→ Document
Iqbal has raised the question of the nature and reality of the ego in the (Urdu) Introduction to Asrar-i-Khudi. What is this unity of experience which is visible with regard to its activities and hidden with regard to its nature ? Is it real or a mere illusion? He raises these questions because, according to him, the character and ultimate destiny of individuals and communities depends upon right answer to these questions. Man is subject to constant change and his psychological states are in a continual flux but this centre of experience gives unity to this diversity, bestows order on an aggregate of changing states and brings the past into relation with the present and future.

In his fourth lecture "The Human Ego — his freedom and immortality", Iqbal emphasises another characteristic of the ego. He holds that every ego is unique. "My feelings, hates and loves, judgments and resolutions are exclusively mine" (Reconstruction, 100). This reminds us of Ibn Sina (d. 428/1037) who employs this very argument, viz., unity amidst the diversity of psychological states, as a proof for the existence of the ego and its continuity as a personality (Albir Nadir, Ibn Sina and Human Self, 17).

Discussing the nature of this "I," Iqbal critically reviews the ideas of Ghazali as representative of Muslim scholasticism and some modern thinkers like Kant, Laird and William James and reaches the conclusion that "my real personality is not a thing, it is an act. My experience is only a series of acts, mutually referring to one another, and held together by the unity of a directive purpose" (Reconstruction, 103).

In Asrar-i-Khudi also Iqbal discusses the nature of. the ego. He compares the attitudes of the East and West towards human self. In the East, people generally believe that this self is an illusion and that salvation lies in negating it. He holds that Hindu thinkers by identifying self with constant activity had shown great philosophical profundity but the conclusion led them to the belief, totally inimical to human civilization, that the individual should try to annihilate it, for without dissolving the self the individual cannot extricate himself from vicious effects of Karma. He states that this teaching is totally against the spirit of Islam which stresses the importance of a life of activity. Human self no doubt is created according to Islam but it can gain immortality through constant activity and persistent effort. This thought of Iqbal is expressed almost in all his books. I give here a quotation from Reconstruction (p. 119) :

"And how to make the soul grow and save it from corruption ? By action:

Blessed be He in whose hand is the Kingdom! And over all things is He potent, Who hath created death and life to test which of you is best in point of deed ; and He is the Mighty and Forgiving" (lxvii. 2).

It is clear that Iqbal's philosophy is dynamic which revolves round the concept of constant effort and continuous struggles. Dr. Abdul Wahab Azzam Bey holds the same view in his book Muhammad Iqbal, his life, philosophy and poetry (Arabic).

→ Items

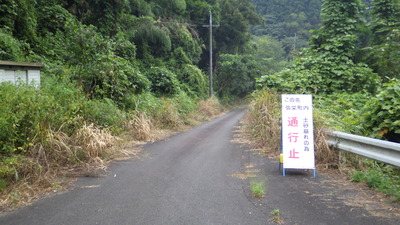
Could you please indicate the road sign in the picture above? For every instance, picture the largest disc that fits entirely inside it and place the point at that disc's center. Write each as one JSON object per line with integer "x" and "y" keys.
{"x": 297, "y": 132}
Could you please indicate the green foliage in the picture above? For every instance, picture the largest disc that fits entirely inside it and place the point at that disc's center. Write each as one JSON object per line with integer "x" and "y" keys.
{"x": 236, "y": 17}
{"x": 382, "y": 50}
{"x": 24, "y": 117}
{"x": 193, "y": 81}
{"x": 236, "y": 75}
{"x": 269, "y": 53}
{"x": 328, "y": 65}
{"x": 163, "y": 81}
{"x": 151, "y": 39}
{"x": 10, "y": 48}
{"x": 381, "y": 177}
{"x": 257, "y": 187}
{"x": 104, "y": 113}
{"x": 382, "y": 113}
{"x": 288, "y": 21}
{"x": 341, "y": 111}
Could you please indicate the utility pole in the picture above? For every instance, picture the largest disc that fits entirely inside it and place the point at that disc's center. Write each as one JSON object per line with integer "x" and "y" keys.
{"x": 211, "y": 59}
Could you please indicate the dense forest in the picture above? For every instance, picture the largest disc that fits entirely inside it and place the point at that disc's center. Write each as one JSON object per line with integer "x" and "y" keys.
{"x": 352, "y": 68}
{"x": 110, "y": 65}
{"x": 111, "y": 68}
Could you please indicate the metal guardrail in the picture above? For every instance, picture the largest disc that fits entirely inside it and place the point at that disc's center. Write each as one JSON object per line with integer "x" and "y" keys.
{"x": 383, "y": 151}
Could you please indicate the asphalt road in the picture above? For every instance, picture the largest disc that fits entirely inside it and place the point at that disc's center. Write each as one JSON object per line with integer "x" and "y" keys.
{"x": 196, "y": 177}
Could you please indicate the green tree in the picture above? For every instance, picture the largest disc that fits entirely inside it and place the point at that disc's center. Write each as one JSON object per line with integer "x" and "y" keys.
{"x": 236, "y": 75}
{"x": 328, "y": 65}
{"x": 382, "y": 52}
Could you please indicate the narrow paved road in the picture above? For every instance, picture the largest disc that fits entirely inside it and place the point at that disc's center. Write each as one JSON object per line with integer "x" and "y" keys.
{"x": 193, "y": 178}
{"x": 183, "y": 180}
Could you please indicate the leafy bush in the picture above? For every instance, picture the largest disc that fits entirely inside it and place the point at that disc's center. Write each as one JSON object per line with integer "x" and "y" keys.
{"x": 104, "y": 113}
{"x": 382, "y": 113}
{"x": 163, "y": 81}
{"x": 10, "y": 48}
{"x": 341, "y": 111}
{"x": 385, "y": 179}
{"x": 194, "y": 82}
{"x": 25, "y": 115}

→ What you will do
In the passage on Iqbal's idea of the ego, which lecture is named as the one where Iqbal holds that every ego is unique?

→ Solution for this task
His fourth lecture, "The Human Ego — his freedom and immortality."